Take the material and output all of it exactly.

═════ The records

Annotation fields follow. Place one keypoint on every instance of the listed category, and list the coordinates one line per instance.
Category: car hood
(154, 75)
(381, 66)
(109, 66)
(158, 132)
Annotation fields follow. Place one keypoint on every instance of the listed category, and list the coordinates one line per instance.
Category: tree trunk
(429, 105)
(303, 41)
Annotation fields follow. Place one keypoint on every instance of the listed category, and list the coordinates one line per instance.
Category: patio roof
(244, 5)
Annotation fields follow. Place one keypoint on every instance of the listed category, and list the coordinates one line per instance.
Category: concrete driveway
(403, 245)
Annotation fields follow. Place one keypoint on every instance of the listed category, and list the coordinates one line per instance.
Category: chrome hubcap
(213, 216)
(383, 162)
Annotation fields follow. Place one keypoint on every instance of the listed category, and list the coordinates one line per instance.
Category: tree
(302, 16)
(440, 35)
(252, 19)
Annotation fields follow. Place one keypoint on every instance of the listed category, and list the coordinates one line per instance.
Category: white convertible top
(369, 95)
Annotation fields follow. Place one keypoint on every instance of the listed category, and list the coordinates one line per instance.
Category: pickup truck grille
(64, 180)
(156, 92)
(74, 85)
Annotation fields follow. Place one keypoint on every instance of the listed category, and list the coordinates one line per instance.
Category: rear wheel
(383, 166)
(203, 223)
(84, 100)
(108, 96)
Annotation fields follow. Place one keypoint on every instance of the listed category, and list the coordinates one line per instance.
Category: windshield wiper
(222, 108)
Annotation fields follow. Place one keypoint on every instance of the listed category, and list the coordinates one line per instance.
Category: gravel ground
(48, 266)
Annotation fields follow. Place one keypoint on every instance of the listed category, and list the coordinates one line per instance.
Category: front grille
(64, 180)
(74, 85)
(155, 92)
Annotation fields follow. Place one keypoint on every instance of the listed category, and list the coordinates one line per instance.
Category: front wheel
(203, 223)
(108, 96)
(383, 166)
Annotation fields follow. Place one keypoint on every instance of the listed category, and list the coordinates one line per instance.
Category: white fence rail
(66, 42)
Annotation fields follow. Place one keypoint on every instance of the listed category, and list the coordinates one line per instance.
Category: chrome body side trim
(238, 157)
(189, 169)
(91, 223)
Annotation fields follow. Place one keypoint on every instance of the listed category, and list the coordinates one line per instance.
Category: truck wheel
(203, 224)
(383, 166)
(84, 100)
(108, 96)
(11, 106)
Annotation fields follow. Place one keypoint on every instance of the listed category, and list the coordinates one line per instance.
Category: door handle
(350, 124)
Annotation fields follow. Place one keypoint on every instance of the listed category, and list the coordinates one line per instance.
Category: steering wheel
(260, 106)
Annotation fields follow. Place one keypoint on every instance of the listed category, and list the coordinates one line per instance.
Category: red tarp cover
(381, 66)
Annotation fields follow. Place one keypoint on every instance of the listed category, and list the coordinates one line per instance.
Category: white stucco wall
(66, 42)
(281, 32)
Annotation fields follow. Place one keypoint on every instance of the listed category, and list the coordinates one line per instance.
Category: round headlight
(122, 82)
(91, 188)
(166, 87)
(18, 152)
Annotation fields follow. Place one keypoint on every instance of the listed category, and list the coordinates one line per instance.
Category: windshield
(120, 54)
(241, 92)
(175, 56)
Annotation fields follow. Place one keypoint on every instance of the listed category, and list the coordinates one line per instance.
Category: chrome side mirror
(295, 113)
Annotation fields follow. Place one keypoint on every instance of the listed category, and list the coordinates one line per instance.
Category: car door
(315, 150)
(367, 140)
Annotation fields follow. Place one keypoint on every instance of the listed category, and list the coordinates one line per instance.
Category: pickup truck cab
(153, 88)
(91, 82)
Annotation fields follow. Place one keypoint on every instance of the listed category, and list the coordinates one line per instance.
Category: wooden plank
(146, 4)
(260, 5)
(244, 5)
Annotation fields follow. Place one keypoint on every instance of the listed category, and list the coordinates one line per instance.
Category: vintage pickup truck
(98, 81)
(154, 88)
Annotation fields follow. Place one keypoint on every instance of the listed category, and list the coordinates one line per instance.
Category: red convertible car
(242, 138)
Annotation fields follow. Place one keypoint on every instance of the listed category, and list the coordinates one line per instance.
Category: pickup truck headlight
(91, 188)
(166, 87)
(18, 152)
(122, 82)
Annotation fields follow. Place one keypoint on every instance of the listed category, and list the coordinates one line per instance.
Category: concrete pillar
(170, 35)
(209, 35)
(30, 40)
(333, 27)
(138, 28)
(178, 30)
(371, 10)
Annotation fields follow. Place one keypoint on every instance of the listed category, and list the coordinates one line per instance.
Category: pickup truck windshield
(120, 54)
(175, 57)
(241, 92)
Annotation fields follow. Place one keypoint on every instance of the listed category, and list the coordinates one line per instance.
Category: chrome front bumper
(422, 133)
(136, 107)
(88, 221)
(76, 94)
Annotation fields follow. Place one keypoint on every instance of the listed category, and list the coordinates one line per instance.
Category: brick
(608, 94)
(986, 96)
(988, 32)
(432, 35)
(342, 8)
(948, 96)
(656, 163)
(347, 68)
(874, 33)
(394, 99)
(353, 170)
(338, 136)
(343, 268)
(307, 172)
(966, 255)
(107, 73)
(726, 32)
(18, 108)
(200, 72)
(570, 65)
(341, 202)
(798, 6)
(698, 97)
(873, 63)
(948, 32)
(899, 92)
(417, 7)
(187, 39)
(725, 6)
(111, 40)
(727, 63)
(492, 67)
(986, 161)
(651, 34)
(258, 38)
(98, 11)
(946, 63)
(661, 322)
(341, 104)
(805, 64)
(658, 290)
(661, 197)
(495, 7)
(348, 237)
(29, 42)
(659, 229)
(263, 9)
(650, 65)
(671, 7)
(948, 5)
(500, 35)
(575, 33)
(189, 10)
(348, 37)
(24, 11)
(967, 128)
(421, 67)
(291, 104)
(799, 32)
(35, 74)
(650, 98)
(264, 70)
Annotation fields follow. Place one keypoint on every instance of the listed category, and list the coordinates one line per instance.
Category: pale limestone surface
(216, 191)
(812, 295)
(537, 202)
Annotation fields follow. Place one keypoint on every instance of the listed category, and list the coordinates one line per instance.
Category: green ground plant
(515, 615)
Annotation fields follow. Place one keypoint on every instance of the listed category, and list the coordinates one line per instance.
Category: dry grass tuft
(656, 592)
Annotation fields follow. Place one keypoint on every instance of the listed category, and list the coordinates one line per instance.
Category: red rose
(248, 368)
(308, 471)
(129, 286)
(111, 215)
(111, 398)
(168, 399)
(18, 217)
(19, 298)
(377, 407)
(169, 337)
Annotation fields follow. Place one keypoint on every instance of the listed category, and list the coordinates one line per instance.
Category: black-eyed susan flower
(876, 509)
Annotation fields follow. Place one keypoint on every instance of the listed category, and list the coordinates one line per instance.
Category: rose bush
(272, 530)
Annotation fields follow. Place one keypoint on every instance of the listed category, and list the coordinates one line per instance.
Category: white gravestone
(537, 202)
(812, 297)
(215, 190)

══════════

Solution to this task:
Annotation fields follow. Place one keypoint on every instance of the listed category, and list the coordinates one line per instance.
Category: car hood
(154, 75)
(381, 66)
(109, 66)
(158, 132)
Annotation fields follow. Place one keypoint on every instance of the listed category, and list the coordinates one line per instance.
Category: tree trunk
(429, 105)
(303, 41)
Annotation fields follow. Place one keypoint on every instance of the listed category, and list the coordinates one line per instance.
Category: patio roof
(244, 5)
Annotation fields follow. Place one keypoint on every instance of the listed category, and list the coordinates one line per instance.
Category: concrete driveway
(403, 245)
Annotation fields follow. Place one keypoint on every instance of the listed category, and list the coordinates one line per instance.
Category: chrome hubcap
(213, 216)
(383, 162)
Annotation fields follow. Place one keypoint on every instance of the listed category, and list the coordinates one line per instance.
Category: tree
(302, 16)
(440, 35)
(252, 19)
Annotation fields follow. Place one keypoint on every instance of the listed category, and list the coordinates one line per instance.
Category: white convertible top
(369, 95)
Annotation fields follow. Place one keypoint on every instance of the listed category, and list the coordinates one line per instance.
Category: pickup truck grille
(64, 180)
(156, 92)
(74, 85)
Annotation fields follow. Place one keypoint on every instance of the listed category, and list the coordinates one line per instance.
Category: rear wheel
(383, 166)
(203, 223)
(84, 100)
(108, 96)
Annotation fields follow. Place one keypoint on every instance of the listed category, and list the coordinates one line per instance.
Category: windshield wiper
(222, 108)
Annotation fields follow. Place one keypoint on every instance of the listed category, and list the coordinates one line per instance.
Category: gravel ground
(48, 266)
Annotation fields follow. Place one keypoint on every instance of the listed category, and list the coordinates one line per instance.
Category: front grille
(64, 180)
(74, 85)
(155, 92)
Annotation fields follow. Place one keypoint on every instance of the listed category, and list the coordinates one line per instance.
Category: front wheel
(203, 223)
(108, 96)
(383, 166)
Annotation fields follow. Place one keypoint on every instance of the listed category, and list the coordinates one line per instance.
Category: white fence rail
(66, 42)
Annotation fields follow. Place one keypoint on every instance of the listed category, and list the coordinates one line per instance.
Category: chrome body side trim
(238, 157)
(189, 169)
(91, 223)
Annotation fields follow. Place one keypoint on every instance of the listed category, and list the coordinates one line per instance.
Category: truck wheel
(203, 224)
(383, 166)
(84, 100)
(108, 96)
(11, 106)
Annotation fields follow. Place one keypoint on every instance of the listed category, and list the coordinates one line per instance.
Category: door handle
(350, 124)
Annotation fields follow. Place one keypoint on every instance of the listed category, and list the coordinates one line per instance.
Category: steering wheel
(260, 106)
Annotation fields follow. Place one keypoint on every instance of the listed category, and list the coordinates one line per instance.
Category: red tarp cover
(381, 66)
Annotation fields follow. Place one keypoint on every instance of the listed category, and list the coordinates one line per instance.
Category: white stucco wall
(66, 42)
(281, 32)
Annotation fields follow. Place one keypoint on every instance of the listed category, and list the coordinates one line per instance.
Category: round headlight
(122, 82)
(91, 188)
(166, 87)
(18, 152)
Annotation fields follow. Place one keypoint on every instance of the listed category, and list the coordinates one line per instance.
Category: windshield
(120, 54)
(241, 92)
(175, 56)
Annotation fields follow. Place one keypoint on every instance of the listed category, and list the coordinates one line per instance.
Category: chrome side mirror
(295, 113)
Annotation fields follow. Place one keypoint on every instance of the listed category, and list the coordinates one line per instance.
Category: car door
(315, 150)
(367, 140)
Annotation fields follow. Place one keypoint on every instance of the listed category, and list the coordinates one line per instance.
Category: pickup truck cab
(153, 88)
(91, 82)
Annotation fields follow. Place one keypoint on every instance of the listed category, and list the coordinates one line per instance.
Category: wooden plank
(146, 4)
(260, 5)
(244, 5)
Annotation fields follow. Place one keypoint on every instance of the listed category, and list the coordinates one line per instance.
Category: vintage pickup truck
(98, 81)
(154, 88)
Annotation fields follow. Place one keypoint on every instance of the listed category, and list the coordinates one line per instance.
Category: red convertible car
(242, 138)
Annotation fields follow. Place one keypoint on every instance of the listed category, and list the coordinates one line per instance.
Category: pickup truck headlight
(91, 188)
(166, 87)
(18, 152)
(122, 82)
Annotation fields follow. Place one keypoint on every instance of the listed category, and list the coordinates one line per instance.
Category: concrete pillar
(170, 35)
(209, 35)
(30, 40)
(333, 27)
(138, 28)
(178, 30)
(371, 10)
Annotation fields follow. Place one keypoint on every instance of the listed category, and list the coordinates one line per instance.
Category: pickup truck windshield
(120, 54)
(175, 57)
(241, 92)
Annotation fields follow. Place one keypoint on every instance of the listed category, and list the coordinates one line per instance.
Category: chrome front bumper
(422, 133)
(136, 107)
(88, 221)
(76, 94)
Annotation fields follow. Place one keypoint on every instance of the listed category, and list the coordinates one line per instance.
Category: brick
(608, 94)
(986, 96)
(988, 32)
(432, 35)
(342, 8)
(948, 96)
(656, 163)
(347, 68)
(874, 33)
(394, 99)
(353, 170)
(338, 136)
(343, 268)
(307, 172)
(966, 255)
(107, 73)
(726, 32)
(18, 108)
(200, 72)
(570, 65)
(341, 202)
(798, 6)
(698, 97)
(873, 63)
(948, 32)
(899, 92)
(417, 7)
(187, 39)
(725, 6)
(111, 40)
(727, 63)
(492, 67)
(986, 161)
(651, 34)
(258, 38)
(98, 11)
(946, 63)
(661, 322)
(341, 104)
(805, 64)
(658, 290)
(661, 197)
(495, 7)
(348, 237)
(29, 42)
(659, 229)
(263, 9)
(650, 65)
(671, 7)
(948, 5)
(500, 35)
(575, 33)
(189, 10)
(348, 37)
(24, 11)
(967, 128)
(421, 67)
(291, 104)
(799, 32)
(35, 74)
(650, 98)
(264, 70)
Annotation fields follow. Place one keypoint on every instance of the listed category, and list the coordinates one line per instance.
Category: pale limestone surface
(216, 191)
(812, 295)
(537, 202)
Annotation fields follow. Place one keypoint on every instance of the listed category, and list the coordinates one line per instance.
Category: green ground plant
(515, 615)
Annotation fields follow. Place one keypoint on every instance of the listed category, and list the coordinates one line per instance.
Category: dry grass tuft
(656, 592)
Annotation fields follow. Place one keypoint on every instance of the listed category, and list the coordinates one line per instance.
Category: red rose
(248, 368)
(308, 471)
(129, 286)
(111, 215)
(111, 398)
(168, 399)
(18, 217)
(19, 298)
(377, 407)
(169, 337)
Annotation fields follow. Place one keypoint on every instance of the listed category, and list the coordinates one line per instance.
Category: black-eyed susan flower
(876, 509)
Annotation fields follow. Place one keypoint on every instance of the listed category, and list the coordinates one line per instance.
Category: rose bush
(272, 530)
Annotation fields follow. Place one keypoint on every instance of the listed category, and list the coordinates one line per instance.
Category: white gravestone
(537, 202)
(812, 297)
(215, 190)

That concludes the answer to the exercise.